# Apply what you read
**A.** In the text on the Osaka Puck magazine, what name did the magazine take in 1943?
**B.** Please say whether each statement agrees with the text on the Osaka Puck magazine, answering yes or no and quoting the deciding words: (i) Osaka Puck came out weekly. (ii) Tokyo Puck launched in 1905. (iii) The Osaka Shimbun Company was its publisher when publication ended.
**C.** Carry the text on the Osaka Puck magazine forward from its last sentence.

===== Text block

Osaka Puck (大阪パック, Osaka Pakku) was a bimonthly Japanese manga magazine published in Osaka from November 1906 to March 1950. Its publisher when it first launched was Kibunkan, located in the Funeba area in central Osaka, which later changed its name to the Osaka Puck Company. When it ceased publication, it was published by the Osaka Shimbun Company.

==Overview==
Osaka Puck was launched in 1906, with the Western-style artist Akamatsu Rinsaku playing a central role. Its format placed it in opposition to the satirical comics magazine Tokyo Puck, which launched in Tokyo in 1905 under editor-in-chief Kitazawa Rakuten. In its early years, it grew its circulation by perfecting sales through station vendors. It continued regular publication as a "wholesome manga magazine" even while other satirical comics magazines shut down one after the other due to excessive competition and the intensification of the Pacific War. It changed its name to Manga Japan in 1943 in accordance with a prohibition on the English language, but in January 1945 was forced to cease publication temporarily.

==========
===== Exercise data

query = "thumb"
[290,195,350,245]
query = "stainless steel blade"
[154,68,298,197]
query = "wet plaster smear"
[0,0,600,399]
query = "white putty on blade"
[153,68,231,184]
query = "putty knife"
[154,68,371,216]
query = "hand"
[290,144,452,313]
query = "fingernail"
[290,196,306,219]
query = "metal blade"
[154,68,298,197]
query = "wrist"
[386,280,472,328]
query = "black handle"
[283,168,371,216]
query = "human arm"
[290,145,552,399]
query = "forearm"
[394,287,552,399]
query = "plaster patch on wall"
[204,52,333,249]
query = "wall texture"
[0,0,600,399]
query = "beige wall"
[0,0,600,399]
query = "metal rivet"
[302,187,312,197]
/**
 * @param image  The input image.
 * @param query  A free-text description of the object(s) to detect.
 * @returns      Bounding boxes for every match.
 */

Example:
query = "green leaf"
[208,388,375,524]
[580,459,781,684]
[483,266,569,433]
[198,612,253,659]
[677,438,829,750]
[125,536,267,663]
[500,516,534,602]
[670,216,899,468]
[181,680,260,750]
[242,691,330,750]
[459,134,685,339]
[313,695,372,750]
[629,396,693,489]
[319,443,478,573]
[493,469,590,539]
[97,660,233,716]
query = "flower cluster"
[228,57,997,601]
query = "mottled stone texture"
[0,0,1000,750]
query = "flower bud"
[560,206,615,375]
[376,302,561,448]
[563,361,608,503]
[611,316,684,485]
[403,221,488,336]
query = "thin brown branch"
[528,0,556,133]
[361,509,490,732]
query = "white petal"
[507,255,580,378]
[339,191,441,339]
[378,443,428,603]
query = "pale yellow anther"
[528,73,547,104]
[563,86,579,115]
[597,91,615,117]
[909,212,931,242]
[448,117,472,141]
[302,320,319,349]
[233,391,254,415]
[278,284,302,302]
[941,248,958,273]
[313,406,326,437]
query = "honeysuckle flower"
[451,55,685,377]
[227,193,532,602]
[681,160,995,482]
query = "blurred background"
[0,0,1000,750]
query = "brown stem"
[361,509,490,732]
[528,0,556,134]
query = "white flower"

==========

# Results for each task
**A.** Manga Japan.

**B.**
(i) No: "was a bimonthly Japanese manga magazine"
(ii) Yes: "which launched in Tokyo in 1905 under editor-in-chief Kitazawa Rakuten"
(iii) Yes: "When it ceased publication, it was published by the Osaka Shimbun Company."

**C.**
Osaka Puck resumed publication in September 1945 after the end of the war. Although it relaunched in 1946 under the title Reading Material and Manga, it ultimately ceased publication in March 1950 after more than 43 years in print. It held the record for longest-running comics periodical in Japan until April 1997, when it was surpassed by Kodansha's Nakayoshi.